__Task statement__: From the entries, return every line where the string "silver" shows up.

__Supplied entries__:

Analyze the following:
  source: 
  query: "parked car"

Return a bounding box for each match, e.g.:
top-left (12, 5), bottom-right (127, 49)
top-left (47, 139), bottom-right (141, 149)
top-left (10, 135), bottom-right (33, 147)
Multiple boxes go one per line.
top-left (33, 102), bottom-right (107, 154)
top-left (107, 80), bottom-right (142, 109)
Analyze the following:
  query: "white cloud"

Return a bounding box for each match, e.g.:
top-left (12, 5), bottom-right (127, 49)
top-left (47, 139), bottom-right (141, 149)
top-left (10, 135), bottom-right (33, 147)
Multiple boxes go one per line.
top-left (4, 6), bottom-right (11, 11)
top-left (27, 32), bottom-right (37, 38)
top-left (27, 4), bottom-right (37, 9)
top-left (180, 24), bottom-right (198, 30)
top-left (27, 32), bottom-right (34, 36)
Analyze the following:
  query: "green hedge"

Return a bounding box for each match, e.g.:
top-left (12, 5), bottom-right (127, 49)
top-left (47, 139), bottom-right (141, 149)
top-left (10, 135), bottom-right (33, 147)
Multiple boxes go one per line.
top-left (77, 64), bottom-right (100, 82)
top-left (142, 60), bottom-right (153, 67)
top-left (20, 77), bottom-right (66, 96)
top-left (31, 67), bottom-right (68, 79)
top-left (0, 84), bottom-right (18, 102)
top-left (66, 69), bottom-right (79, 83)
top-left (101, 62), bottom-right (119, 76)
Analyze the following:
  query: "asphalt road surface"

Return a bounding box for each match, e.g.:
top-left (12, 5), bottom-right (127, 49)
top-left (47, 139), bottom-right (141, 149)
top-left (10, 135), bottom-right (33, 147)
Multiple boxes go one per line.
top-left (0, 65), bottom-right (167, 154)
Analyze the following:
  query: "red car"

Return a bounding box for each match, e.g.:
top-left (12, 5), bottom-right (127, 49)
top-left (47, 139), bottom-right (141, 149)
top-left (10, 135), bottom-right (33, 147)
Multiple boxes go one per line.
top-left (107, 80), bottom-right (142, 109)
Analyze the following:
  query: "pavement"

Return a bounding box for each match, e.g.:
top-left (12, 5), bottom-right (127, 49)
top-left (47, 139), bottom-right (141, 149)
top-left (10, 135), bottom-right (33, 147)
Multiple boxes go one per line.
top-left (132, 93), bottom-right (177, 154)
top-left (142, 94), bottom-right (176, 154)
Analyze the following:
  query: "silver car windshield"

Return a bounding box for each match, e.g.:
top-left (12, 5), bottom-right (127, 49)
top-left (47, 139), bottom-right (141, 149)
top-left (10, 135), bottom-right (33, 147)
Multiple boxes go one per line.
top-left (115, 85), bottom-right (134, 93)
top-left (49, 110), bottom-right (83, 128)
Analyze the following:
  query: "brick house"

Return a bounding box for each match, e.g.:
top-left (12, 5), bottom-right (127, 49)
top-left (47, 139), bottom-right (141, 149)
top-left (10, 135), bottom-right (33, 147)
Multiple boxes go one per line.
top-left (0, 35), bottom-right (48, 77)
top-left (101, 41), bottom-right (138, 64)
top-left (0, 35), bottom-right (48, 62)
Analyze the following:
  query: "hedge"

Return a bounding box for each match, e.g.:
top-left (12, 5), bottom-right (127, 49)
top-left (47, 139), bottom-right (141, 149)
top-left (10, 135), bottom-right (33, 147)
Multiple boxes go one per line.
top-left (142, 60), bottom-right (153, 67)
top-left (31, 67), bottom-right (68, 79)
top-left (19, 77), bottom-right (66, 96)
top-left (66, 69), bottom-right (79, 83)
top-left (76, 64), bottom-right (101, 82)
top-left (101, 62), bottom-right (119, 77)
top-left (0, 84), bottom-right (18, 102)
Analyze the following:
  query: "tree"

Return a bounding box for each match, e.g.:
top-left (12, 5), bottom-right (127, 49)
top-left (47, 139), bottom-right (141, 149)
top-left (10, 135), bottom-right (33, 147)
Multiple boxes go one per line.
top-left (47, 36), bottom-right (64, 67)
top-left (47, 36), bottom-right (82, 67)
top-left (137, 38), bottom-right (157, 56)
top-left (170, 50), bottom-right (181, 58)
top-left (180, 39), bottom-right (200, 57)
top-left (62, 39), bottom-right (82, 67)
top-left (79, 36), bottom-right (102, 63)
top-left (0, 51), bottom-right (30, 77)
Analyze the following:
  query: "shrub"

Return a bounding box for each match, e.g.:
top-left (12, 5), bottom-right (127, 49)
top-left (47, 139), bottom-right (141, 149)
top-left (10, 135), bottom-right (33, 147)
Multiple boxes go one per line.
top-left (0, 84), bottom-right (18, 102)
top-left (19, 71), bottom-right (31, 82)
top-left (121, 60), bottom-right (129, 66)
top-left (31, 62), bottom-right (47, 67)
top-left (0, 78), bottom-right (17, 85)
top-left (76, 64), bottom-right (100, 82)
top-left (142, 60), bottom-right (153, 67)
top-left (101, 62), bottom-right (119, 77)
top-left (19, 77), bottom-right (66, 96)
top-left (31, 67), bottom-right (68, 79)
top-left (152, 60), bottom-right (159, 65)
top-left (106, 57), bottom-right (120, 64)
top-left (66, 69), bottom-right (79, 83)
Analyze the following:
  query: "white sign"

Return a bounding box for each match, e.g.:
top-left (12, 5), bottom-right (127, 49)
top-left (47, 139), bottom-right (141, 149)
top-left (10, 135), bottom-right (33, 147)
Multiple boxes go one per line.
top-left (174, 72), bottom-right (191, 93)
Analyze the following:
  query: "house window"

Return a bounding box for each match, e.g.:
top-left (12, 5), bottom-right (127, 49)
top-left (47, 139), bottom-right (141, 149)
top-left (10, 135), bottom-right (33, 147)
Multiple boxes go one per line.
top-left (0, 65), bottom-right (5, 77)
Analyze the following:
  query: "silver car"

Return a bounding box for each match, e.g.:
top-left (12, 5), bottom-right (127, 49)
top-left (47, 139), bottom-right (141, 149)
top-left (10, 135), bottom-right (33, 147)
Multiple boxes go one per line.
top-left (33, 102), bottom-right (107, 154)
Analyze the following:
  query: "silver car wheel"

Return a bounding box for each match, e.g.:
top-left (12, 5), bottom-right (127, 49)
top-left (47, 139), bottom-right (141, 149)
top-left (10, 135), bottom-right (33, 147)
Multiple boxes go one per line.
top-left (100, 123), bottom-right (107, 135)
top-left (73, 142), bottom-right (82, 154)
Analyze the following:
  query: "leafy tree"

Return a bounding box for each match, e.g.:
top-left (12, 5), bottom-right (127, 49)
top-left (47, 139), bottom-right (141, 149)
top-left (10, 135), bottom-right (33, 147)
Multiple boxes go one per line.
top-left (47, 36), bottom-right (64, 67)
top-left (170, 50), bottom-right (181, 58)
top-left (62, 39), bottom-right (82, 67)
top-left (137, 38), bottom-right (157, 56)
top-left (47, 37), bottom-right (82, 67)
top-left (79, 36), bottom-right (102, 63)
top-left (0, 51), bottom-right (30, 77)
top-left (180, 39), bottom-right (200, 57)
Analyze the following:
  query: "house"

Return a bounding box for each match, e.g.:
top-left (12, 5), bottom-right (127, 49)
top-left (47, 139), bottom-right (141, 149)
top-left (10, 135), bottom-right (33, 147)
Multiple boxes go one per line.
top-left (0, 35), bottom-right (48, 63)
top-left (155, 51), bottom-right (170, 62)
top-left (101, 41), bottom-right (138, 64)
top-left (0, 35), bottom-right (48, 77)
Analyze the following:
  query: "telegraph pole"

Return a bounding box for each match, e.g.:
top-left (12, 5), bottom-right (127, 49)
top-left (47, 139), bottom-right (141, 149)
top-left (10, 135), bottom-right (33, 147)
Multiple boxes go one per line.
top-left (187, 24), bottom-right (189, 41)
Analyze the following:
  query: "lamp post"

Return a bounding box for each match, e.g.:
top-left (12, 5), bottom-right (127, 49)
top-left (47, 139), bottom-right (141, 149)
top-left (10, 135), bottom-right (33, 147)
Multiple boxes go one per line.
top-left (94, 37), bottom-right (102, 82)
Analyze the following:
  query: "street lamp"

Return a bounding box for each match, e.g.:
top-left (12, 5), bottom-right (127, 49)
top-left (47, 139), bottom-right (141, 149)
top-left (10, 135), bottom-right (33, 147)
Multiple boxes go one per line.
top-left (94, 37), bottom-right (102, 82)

__Solution to this problem__:
  query: "silver car windshield"
  query: "silver car"
  query: "silver car wheel"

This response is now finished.